------ Extrahierter Text
Abschied auch von der 737-Lane bei uns in der Nähe, wo wir an den mopedverpesteten Buden oft unser Abendbrot gekauft haben.

Hier gab es für mich ein Fast-Wiedersehen mit dem lange vermissten Döner-Kebab, das ich zuletzt 2004 in Deutschland gegessen hatten und mir an der "weißen Sosssssse" den Magen schlimm verdorben hatte. Klinisch sauber ist es hier in der an die arabische Urform "Shawarma" angelehnten taiwanischen Form. Ohne weiße Soße, aber auch langweiliger schmeckend. Habe es mir nun mittlerweile übergegessen.

Abschied die Tage auch vom dicken Volvo XC60 T5, den damals meine Frau unbedingt haben wollte. Er wird an einen Schwager gehen, der seinen weißen Toyota dann verkaufen will. Solange ich in Manila auf den Philippinen bin, werde ich mich nur vom -dortigen anderen- Schwager bzw. seinem "Chauffeur" dort herum fahren lassen. Chauffeure hat fast jeder dort, der zur Mittelklasse gehört.

Auch wenn ich erwartungsgemäß bald wieder in Deutschland lande, um uns dort eine Alternativexistenz aufzubauen, während meine Frau versucht mit ihrer Schwester in Manila eine Restaurantkette zu eröffnen - mit bescheidenem Neustartkapital werde ich sicher nicht so eine dicke Karosse fahren. Der Wagen hat einen 2-Liter-Motor, den Volvo einen Sparmotor nennt, weil er seine 245 PS eben nur aus zwei Litern Hubraum holt. Größere Motoren baut Volvo nicht mehr ein. Aber mein Verbrauch von früher 13 Litern und derzeit stauinduziert 14,6 Litern auf 100 km Stadtverkehr schreckt mich in Anbetracht hoher deutscher Spritpreise doch ab. Obwohl ich ihn vermissen werden. Sein burgähnliches Gefühl, das er vermittelt. Die vielen elektronischen Assistenten, die ein bisschen Star Trek-Feeling aufkommen lassen ("taktisches Diagramm zeigt eindringende Klingonen auf Mopeds auf 5 Uhr!") und natürlich die souveräne Motorleistung. 7,2 Sekunden auf 100 (nie ausgenutzt) und 350 Newtonmeter Drehmoment. Holz und Leder im Innenraum und eine Stereoanlage mit Sourroundsound, die besser klang als die von Yamaha daheim. Seufz.
------------
▶ _Aufgaben_:
[1] Geben Sie den Abschnitt des extrahierten Textes von „Abschied die Tage“ bis „zur Mittelklasse gehört.“ erneut wieder und ersetzen Sie darin „Toyota“ durch „Honda“.
[2] Übersetzen Sie den Satz „Größere Motoren baut Volvo nicht mehr ein.“ aus dem extrahierten Text ins Englische.
[3] Beantworten Sie anhand des extrahierten Textes die folgenden Fragen:
(a) In welchem Jahr wurde laut Text zuletzt in Deutschland Döner-Kebab gegessen?
(b) Welches Auto soll an einen Schwager gehen?
(c) Wie viele PS leistet der Motor des Wagens?
------ Datenauflistung
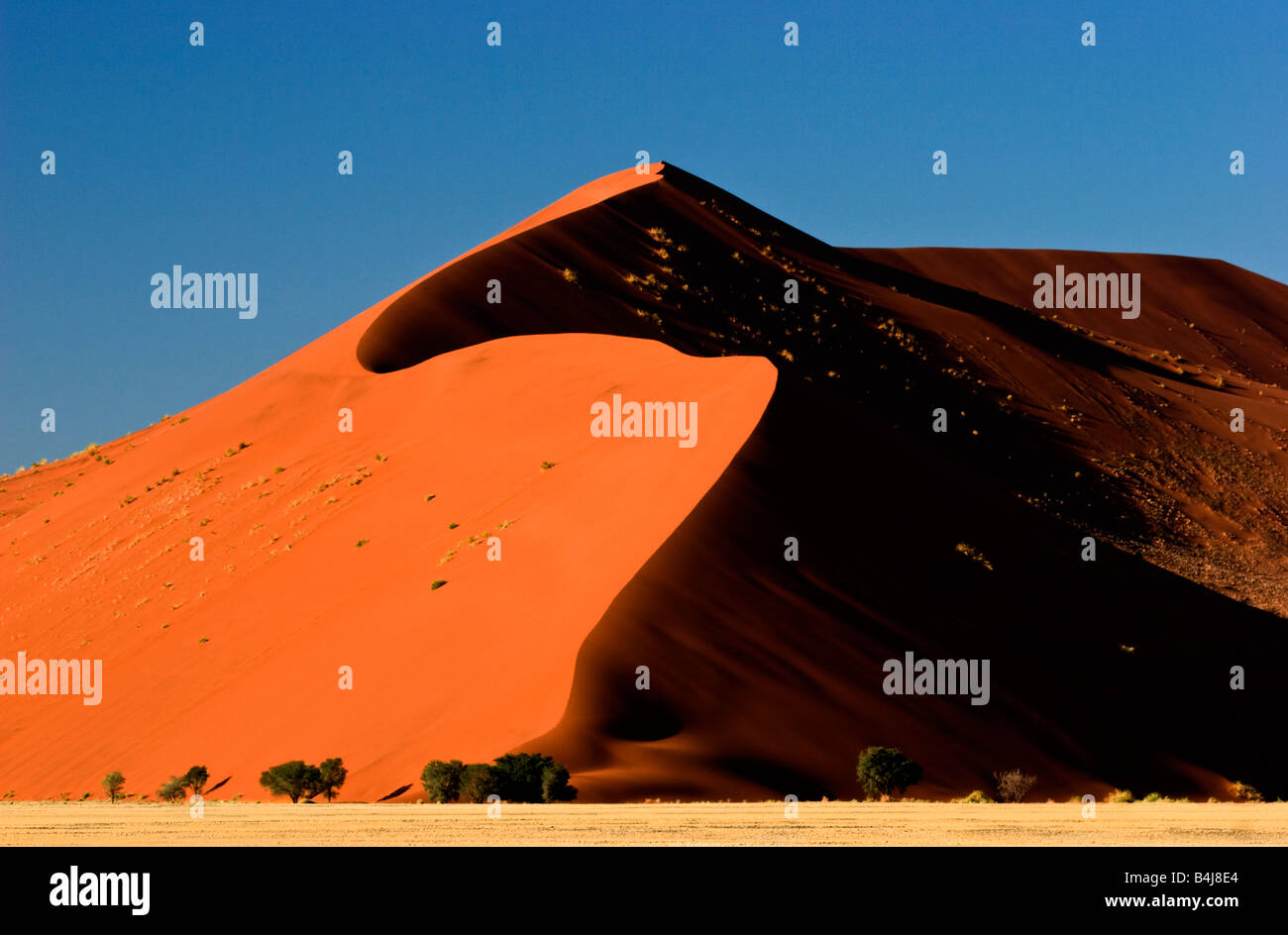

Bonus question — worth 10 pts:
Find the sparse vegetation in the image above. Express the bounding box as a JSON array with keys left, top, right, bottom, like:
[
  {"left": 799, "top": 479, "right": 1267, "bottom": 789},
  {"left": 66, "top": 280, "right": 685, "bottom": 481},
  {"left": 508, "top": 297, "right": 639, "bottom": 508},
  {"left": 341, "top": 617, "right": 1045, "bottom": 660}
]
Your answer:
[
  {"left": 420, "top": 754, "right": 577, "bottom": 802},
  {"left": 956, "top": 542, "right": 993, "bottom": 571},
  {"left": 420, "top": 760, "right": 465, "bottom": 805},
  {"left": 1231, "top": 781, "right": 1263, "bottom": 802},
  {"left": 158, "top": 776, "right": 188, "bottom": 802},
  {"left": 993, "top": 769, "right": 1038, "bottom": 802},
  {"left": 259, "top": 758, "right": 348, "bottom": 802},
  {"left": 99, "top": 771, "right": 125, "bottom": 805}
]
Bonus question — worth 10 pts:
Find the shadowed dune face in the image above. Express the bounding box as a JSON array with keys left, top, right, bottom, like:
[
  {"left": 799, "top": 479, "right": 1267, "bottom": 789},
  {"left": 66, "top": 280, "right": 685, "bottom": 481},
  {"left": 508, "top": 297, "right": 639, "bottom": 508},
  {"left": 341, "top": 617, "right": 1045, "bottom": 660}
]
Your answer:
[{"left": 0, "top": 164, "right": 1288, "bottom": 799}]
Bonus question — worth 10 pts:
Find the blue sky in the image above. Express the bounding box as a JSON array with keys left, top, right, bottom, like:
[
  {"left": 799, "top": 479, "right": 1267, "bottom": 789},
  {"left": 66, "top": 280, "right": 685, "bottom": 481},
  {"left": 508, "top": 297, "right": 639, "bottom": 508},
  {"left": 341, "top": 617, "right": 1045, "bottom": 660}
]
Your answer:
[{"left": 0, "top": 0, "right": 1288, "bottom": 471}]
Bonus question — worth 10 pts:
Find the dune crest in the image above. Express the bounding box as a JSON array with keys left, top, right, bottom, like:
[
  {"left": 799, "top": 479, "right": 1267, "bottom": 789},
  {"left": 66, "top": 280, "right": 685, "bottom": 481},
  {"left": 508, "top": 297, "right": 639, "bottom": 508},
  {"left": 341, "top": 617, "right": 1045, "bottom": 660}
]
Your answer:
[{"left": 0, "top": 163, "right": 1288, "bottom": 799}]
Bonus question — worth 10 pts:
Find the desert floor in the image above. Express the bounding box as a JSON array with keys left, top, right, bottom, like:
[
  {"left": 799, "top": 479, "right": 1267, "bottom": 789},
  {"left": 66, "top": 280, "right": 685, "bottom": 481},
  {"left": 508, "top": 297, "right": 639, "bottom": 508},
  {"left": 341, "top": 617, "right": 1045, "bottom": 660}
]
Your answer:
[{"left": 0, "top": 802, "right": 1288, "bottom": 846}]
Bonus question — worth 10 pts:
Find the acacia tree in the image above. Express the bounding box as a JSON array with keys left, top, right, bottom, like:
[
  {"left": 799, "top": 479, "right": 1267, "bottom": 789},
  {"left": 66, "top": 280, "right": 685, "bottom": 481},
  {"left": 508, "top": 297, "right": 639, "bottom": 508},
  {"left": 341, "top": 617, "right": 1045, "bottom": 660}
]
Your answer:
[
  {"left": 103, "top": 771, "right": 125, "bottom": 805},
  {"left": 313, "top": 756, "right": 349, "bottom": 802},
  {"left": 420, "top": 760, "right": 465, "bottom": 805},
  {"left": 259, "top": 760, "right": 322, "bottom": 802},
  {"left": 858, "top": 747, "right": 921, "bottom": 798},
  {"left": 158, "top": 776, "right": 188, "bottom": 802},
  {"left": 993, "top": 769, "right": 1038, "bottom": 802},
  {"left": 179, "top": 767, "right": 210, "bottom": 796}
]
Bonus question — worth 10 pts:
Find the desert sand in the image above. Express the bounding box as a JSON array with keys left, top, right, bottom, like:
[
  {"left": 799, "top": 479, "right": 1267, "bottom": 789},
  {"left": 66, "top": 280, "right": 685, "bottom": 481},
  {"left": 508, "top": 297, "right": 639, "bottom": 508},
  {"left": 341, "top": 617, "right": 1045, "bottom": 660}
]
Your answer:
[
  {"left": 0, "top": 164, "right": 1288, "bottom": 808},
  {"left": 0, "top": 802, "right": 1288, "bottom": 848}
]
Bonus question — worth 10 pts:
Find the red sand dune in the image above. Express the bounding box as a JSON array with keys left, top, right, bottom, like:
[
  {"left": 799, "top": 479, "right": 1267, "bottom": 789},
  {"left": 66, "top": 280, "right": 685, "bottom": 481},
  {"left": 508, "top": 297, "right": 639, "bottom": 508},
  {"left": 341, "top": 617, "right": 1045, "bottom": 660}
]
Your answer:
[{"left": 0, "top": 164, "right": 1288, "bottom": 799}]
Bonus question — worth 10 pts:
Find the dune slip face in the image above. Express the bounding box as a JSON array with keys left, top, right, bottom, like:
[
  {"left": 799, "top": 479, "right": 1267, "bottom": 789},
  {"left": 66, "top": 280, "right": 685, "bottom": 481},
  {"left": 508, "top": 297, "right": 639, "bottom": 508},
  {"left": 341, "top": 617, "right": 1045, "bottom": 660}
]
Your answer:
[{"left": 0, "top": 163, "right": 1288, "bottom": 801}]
------------
▶ _Die Lösungen_:
[1]
Abschied die Tage auch vom dicken Volvo XC60 T5, den damals meine Frau unbedingt haben wollte. Er wird an einen Schwager gehen, der seinen weißen Honda dann verkaufen will. Solange ich in Manila auf den Philippinen bin, werde ich mich nur vom -dortigen anderen- Schwager bzw. seinem "Chauffeur" dort herum fahren lassen. Chauffeure hat fast jeder dort, der zur Mittelklasse gehört.

[2] Volvo no longer installs larger engines.

[3]
(a) 2004
(b) Der Volvo XC60 T5
(c) 245 PS